Extracted records
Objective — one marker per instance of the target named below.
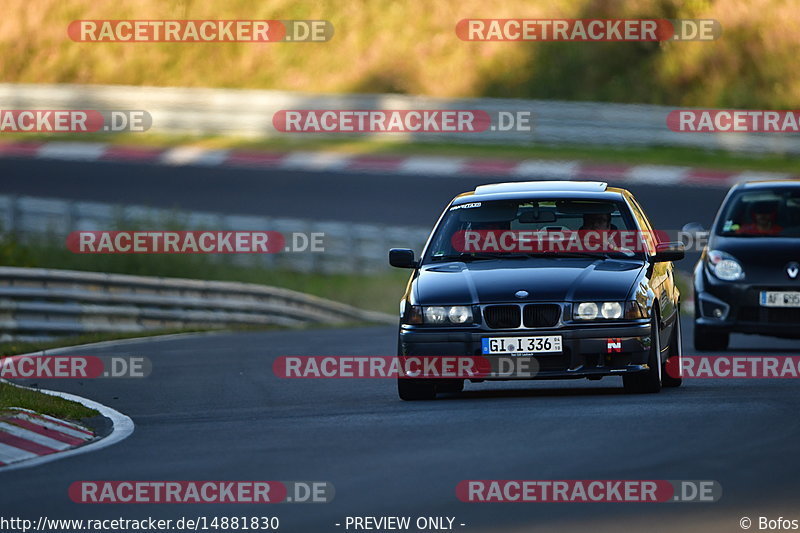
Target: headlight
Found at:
(435, 315)
(586, 311)
(438, 314)
(724, 266)
(459, 314)
(629, 310)
(611, 310)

**Set exercise**. Copy the records above line for line, leaving out the pictures.

**Output of the task**.
Objective — one marker per instance of the target named below.
Target: headlight
Found at:
(435, 315)
(586, 311)
(438, 314)
(724, 266)
(459, 314)
(629, 310)
(611, 310)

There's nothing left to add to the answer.